(Records from a collection)
"""

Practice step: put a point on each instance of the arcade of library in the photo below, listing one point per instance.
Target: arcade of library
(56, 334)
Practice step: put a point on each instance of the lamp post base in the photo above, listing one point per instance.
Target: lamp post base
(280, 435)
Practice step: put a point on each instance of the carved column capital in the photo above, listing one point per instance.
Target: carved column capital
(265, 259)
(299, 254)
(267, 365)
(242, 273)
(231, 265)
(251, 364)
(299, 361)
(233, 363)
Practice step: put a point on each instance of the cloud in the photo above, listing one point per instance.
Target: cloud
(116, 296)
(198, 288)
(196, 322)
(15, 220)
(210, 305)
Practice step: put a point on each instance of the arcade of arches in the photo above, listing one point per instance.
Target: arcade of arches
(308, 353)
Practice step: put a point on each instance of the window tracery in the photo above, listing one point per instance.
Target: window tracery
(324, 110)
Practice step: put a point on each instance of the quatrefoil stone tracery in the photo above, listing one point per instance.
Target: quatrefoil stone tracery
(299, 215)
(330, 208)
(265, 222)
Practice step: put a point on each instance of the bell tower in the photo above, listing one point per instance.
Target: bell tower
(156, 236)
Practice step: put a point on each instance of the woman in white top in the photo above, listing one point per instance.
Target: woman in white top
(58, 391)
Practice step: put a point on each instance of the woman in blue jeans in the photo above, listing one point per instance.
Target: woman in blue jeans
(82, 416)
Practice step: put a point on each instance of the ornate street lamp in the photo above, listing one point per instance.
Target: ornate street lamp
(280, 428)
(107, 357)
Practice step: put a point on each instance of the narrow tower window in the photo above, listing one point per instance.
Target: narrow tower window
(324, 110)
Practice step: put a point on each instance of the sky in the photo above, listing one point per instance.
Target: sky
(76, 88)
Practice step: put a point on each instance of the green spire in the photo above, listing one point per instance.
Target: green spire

"""

> _Activity_
This exercise calls for every record above to be written out again exactly.

> _Task answer_
Practice step: put a point on each instance of the arcade of library in the photo below, listing one point per instance.
Target: arcade of library
(56, 334)
Practice step: put a point on each instance of the lamp post base in the photo above, listing one point per instance.
Target: lamp post base
(280, 435)
Practice step: put a point on each instance of the carved column capital in the photo above, listing one point per instance.
Target: carved column capital
(265, 259)
(299, 254)
(267, 365)
(242, 273)
(231, 265)
(251, 364)
(299, 361)
(233, 363)
Practice step: put a point on each instance of the cloud in the photo above, listing one point per instance.
Target: cloud
(116, 296)
(198, 288)
(196, 322)
(15, 220)
(210, 305)
Practice step: put a point on each instance of the arcade of arches in the photo above, listing one point per instance.
Target: arcade of arches
(308, 353)
Practice step: put a point on each instance of the window tracery in the photo above, listing one point per instance.
Target: window tracery
(324, 110)
Practice step: put a point on each instance of the quatrefoil stone tracery in the photo above, listing one point per instance.
Target: quatrefoil stone tracery
(299, 215)
(330, 208)
(265, 222)
Practice step: put a point on each instance of the bell tower in the photo above, listing one point per instance.
Target: bell tower
(156, 236)
Practice step: put a point on each instance of the woman in white top in the photo above, listing one point per instance.
Target: woman in white top
(58, 391)
Practice step: put a point on each instance of the woman in blue jeans in the photo above, listing one point per instance.
Target: woman in blue jeans
(82, 416)
Practice step: put a point on each instance of the ornate street lamp in the photo above, listing one point per instance.
Target: ornate street lamp
(280, 428)
(107, 357)
Practice step: put a point on each instance of the narrow tower window in the photo above, listing one point per instance.
Target: narrow tower window
(324, 110)
Practice step: put a point on each instance of the sky in the photo above, listing one point per instance.
Target: sky
(76, 88)
Practice step: put a point on each instance of the green spire in the photo above, listing one point per instance.
Target: green spire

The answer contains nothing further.